# DO THIS:
Please answer these questions using the passage on hope in Britain below:
(a) Who is credited for the photograph?
(b) What date is given for the John Harris piece that the writer mentions?
(c) What does the writer say illustrates the erosion of the ability to be accommodative?

# PASSAGE SHOWN:
□ □ □ □ □

Don’t give in to despair – Britons still have reason to be hopeful

Mum pushing pram in front of closed businesses.
‘We can acknowledge our country’s shortcomings, take the hard decisions, and move on to a better future.’ Photograph: Maureen McLean/Rex/Shutterstock

John Harris must have been reading my mind (Britain is used to crises now. But this widespread hopelessness is new – and frightening, 25 June). I (and probably many others) have come to a similar conclusion. There is just too much going on that negatively affects a big tranche of households across the country. How can we thrive and grow as individuals and communities when our external environment continuously threatens our livelihoods and lifestyles?

Failing businesses often enter an irreversible and self-reinforcing downward spiral. Things are bad, this causes worker attitudes or finances to deteriorate, and the result is that things get worse still – and down we go. Until we hit rock bottom and are forced to face our reality. Perhaps countries do the same too. At that point we have to confront what is wrong in society, but never had the courage or opportunity to embrace. Vested interests and sacred cows are laid bare, and we can rebuild, focused on what is genuinely important. The inanities of culture wars and other superficial diversions will become clear for all to see.

The timeline to such an implosion depends on our ability to survive the ongoing “death by a thousand cuts”. The last few years have pretty much eroded our ability to be accommodative – as illustrated by the intensity of strikes across whole swathes of sectors over the last year. On a positive note, let’s hope the end comes speedily so that we can acknowledge our country’s shortcomings, take the hard decisions, and move on to a better future.

□ □ □ □ □

# DATA EXCERPTS:

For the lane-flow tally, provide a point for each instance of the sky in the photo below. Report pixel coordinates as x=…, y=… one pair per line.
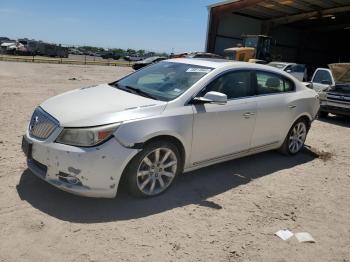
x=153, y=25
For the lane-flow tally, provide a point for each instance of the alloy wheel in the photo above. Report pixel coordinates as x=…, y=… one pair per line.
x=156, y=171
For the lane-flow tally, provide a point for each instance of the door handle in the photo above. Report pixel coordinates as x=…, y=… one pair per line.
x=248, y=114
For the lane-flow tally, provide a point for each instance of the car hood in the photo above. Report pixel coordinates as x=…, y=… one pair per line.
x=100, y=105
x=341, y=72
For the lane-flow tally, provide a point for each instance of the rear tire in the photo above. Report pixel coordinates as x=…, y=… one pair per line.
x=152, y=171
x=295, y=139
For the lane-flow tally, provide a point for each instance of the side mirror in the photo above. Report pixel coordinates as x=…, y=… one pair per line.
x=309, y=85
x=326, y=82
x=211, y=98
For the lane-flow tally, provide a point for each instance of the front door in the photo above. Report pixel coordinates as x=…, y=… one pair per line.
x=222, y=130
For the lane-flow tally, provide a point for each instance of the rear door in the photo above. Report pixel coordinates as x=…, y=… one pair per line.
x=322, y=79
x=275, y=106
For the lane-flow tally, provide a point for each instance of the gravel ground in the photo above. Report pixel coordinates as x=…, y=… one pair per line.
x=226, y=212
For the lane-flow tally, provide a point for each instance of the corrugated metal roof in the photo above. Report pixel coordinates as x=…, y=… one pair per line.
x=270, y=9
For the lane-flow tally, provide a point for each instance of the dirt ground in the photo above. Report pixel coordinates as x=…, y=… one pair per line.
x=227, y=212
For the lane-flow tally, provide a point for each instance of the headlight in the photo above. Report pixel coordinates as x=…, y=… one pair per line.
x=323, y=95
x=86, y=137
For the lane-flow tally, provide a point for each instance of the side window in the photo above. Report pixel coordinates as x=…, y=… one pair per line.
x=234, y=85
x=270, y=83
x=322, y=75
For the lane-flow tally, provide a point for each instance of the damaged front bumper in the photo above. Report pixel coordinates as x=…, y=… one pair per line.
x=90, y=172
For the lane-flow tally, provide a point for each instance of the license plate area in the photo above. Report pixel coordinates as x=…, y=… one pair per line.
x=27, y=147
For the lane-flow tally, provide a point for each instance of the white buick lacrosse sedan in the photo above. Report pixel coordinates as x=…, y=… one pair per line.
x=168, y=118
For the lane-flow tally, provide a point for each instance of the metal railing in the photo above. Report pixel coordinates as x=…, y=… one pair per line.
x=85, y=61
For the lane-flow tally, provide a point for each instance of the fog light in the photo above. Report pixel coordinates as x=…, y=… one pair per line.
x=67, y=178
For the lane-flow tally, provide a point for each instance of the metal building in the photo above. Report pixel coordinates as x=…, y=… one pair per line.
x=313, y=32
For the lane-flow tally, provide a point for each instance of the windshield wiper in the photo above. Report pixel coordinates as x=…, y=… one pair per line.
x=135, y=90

□ □ □ □ □

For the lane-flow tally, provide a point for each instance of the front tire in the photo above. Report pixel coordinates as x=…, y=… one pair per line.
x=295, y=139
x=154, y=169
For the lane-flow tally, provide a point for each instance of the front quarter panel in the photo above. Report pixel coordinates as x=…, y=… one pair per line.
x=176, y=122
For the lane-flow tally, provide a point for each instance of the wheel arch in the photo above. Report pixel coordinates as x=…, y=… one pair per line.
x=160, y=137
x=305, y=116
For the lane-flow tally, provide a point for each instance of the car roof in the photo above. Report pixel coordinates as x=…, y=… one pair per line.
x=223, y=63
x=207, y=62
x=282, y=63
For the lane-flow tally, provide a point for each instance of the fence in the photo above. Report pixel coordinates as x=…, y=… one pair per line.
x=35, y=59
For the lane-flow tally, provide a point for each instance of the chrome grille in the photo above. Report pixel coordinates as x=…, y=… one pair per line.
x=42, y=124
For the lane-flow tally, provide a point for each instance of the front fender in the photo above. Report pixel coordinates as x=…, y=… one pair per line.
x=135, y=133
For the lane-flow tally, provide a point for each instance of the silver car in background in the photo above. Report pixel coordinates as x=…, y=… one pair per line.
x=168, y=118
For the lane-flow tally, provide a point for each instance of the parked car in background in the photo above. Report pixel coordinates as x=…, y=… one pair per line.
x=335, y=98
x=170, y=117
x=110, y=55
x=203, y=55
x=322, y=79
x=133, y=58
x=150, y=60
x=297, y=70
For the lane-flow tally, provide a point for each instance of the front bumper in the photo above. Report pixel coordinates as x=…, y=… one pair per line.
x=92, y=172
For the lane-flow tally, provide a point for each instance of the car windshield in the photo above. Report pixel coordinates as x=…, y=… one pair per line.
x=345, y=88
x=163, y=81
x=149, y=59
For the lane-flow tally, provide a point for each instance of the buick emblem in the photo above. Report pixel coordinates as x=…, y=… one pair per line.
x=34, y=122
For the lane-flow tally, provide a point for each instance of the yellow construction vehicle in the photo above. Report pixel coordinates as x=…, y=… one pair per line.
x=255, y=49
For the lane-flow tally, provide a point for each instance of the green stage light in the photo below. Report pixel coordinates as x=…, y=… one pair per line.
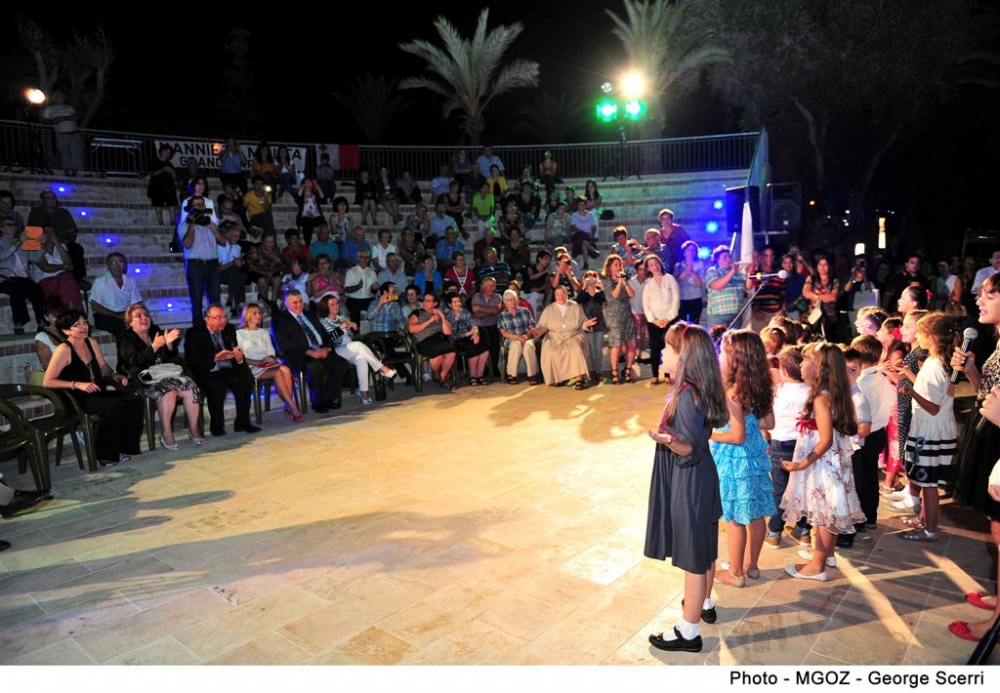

□ □ □ □ □

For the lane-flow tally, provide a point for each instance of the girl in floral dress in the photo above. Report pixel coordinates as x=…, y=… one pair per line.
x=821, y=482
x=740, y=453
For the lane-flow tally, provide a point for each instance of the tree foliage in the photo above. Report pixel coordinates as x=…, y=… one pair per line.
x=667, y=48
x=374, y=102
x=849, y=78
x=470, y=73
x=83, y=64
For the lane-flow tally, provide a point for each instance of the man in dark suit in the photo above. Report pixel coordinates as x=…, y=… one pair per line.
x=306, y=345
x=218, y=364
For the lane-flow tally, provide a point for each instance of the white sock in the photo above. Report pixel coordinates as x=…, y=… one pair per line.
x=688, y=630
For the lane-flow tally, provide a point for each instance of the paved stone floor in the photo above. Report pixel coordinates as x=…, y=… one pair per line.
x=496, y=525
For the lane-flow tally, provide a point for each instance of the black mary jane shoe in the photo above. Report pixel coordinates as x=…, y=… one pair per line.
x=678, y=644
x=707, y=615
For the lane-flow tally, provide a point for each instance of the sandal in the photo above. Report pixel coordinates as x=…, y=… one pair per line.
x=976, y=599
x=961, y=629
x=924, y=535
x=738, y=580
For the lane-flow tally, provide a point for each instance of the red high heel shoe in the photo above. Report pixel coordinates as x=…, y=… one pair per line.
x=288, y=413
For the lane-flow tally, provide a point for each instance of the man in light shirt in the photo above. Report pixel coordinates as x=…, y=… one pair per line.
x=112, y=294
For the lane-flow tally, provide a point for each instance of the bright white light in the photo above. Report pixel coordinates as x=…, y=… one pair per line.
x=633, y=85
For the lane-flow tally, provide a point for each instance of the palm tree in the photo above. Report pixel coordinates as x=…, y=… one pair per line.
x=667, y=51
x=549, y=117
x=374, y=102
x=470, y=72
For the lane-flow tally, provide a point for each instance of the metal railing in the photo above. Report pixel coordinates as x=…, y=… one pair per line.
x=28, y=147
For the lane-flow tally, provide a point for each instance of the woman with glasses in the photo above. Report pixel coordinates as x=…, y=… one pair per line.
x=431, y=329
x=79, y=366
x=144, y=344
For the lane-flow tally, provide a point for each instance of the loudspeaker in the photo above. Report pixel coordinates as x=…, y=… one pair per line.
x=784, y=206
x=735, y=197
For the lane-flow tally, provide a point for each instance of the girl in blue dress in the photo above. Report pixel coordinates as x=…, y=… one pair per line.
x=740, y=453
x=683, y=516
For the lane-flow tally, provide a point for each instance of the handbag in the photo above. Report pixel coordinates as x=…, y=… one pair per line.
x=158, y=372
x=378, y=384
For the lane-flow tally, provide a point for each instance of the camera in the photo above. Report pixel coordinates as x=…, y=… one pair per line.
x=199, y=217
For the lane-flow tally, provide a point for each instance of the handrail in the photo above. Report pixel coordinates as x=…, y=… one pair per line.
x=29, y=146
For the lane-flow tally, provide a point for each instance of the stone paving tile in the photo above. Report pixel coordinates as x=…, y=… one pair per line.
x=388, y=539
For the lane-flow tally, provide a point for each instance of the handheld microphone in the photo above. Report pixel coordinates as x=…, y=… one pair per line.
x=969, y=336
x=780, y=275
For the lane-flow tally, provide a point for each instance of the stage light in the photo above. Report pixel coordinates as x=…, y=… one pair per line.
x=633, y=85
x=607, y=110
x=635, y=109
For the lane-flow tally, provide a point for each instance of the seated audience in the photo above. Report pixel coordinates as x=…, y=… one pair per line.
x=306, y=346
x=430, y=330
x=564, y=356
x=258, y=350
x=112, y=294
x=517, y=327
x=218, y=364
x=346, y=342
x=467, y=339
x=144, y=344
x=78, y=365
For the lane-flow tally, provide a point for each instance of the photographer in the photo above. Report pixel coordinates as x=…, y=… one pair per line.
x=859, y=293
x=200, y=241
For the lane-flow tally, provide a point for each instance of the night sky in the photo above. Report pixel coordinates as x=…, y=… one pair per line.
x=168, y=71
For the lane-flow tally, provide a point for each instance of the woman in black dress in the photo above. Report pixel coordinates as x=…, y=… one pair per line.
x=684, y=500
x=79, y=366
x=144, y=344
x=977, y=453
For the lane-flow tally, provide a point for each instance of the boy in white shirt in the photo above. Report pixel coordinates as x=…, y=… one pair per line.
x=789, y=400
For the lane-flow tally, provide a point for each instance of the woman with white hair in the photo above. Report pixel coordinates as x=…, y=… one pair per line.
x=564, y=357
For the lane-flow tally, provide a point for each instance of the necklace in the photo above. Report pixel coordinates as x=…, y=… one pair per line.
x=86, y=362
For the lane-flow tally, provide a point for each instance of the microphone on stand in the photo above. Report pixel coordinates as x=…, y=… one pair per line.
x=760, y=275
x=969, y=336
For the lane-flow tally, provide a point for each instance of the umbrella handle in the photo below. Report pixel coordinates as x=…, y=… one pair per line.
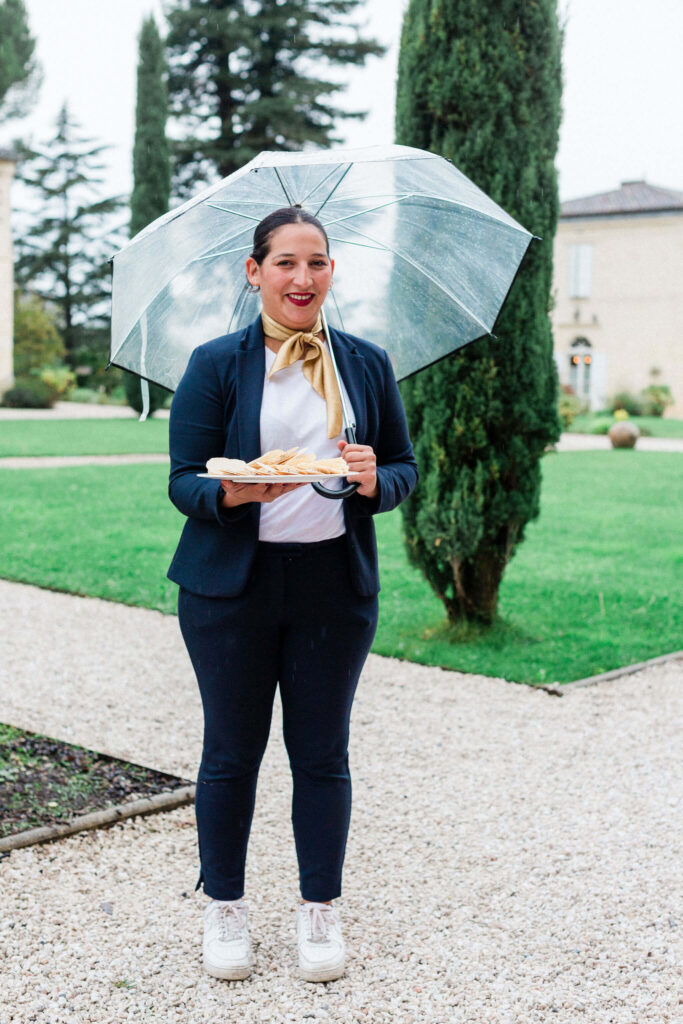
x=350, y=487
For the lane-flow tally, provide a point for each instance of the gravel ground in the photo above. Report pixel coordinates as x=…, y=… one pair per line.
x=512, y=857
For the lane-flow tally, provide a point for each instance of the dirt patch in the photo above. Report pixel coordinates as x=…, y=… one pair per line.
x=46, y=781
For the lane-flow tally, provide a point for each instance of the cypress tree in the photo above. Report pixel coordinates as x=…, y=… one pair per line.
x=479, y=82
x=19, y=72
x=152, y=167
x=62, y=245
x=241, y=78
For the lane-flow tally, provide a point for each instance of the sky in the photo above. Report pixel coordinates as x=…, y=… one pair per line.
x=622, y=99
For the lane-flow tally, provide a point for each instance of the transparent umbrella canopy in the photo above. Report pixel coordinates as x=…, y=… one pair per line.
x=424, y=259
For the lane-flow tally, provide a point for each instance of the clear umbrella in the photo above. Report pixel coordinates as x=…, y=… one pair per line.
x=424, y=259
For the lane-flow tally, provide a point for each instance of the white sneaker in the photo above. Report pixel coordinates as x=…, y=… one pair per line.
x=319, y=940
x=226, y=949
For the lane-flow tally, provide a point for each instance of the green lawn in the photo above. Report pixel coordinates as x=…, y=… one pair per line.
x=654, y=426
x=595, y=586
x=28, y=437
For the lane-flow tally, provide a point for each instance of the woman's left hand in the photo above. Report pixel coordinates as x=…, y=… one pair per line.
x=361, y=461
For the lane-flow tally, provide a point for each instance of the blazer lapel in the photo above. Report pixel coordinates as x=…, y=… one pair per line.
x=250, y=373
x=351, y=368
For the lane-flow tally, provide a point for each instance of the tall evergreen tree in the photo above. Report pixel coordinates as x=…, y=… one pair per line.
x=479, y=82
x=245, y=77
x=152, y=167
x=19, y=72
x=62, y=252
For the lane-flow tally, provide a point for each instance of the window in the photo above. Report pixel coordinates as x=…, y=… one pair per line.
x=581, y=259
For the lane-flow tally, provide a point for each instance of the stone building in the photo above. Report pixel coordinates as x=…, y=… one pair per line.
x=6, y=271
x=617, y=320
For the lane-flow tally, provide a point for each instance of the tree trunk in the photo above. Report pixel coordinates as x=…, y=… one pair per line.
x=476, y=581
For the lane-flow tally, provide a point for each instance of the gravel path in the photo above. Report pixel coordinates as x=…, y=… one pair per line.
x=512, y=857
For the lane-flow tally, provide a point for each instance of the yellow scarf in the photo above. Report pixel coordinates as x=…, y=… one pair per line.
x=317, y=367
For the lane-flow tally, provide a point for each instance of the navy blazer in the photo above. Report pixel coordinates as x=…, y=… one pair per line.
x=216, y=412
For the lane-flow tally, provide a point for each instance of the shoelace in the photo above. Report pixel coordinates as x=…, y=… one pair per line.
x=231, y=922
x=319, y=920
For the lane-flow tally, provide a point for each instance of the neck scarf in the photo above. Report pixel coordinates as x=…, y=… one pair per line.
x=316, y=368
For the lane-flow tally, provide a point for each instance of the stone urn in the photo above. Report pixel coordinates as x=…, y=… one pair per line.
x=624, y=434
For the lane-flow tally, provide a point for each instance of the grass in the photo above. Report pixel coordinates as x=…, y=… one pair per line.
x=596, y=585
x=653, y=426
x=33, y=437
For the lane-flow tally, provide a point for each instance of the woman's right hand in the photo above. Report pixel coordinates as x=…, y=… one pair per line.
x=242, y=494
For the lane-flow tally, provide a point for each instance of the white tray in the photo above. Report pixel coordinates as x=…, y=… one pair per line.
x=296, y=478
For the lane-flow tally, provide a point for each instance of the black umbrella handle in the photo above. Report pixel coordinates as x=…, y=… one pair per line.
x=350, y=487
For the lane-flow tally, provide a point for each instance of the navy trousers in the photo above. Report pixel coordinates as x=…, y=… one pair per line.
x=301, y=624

□ □ □ □ □

# CORRECT RESULT:
(a) Maureen McLean/Rex/Shutterstock
(b) 25 June
(c) The intensity of strikes across whole swathes of sectors over the last year